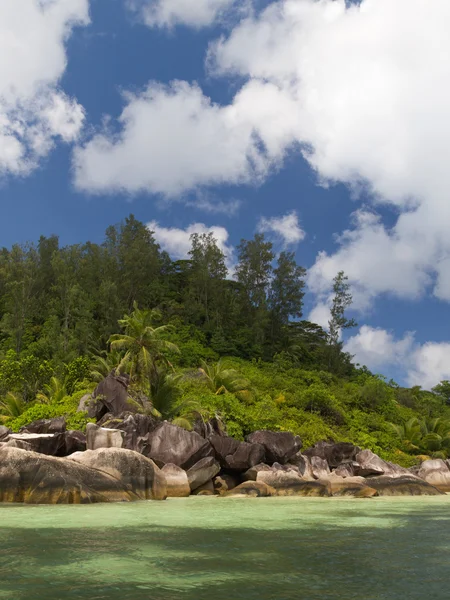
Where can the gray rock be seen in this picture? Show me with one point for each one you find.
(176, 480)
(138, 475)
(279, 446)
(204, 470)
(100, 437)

━━━━━━━━

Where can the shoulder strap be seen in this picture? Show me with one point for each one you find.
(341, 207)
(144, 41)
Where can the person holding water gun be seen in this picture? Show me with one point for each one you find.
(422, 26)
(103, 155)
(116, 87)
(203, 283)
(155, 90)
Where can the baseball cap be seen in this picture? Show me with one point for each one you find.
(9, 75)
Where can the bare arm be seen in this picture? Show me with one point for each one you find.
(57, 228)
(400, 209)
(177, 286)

━━━━━━━━

Short problem: Gather every line of the entries that contains the word "holding". Matching is case-sensitive.

Written answer:
Where can the person holding water gun be seen in this picture? Show me with one point for each one you find.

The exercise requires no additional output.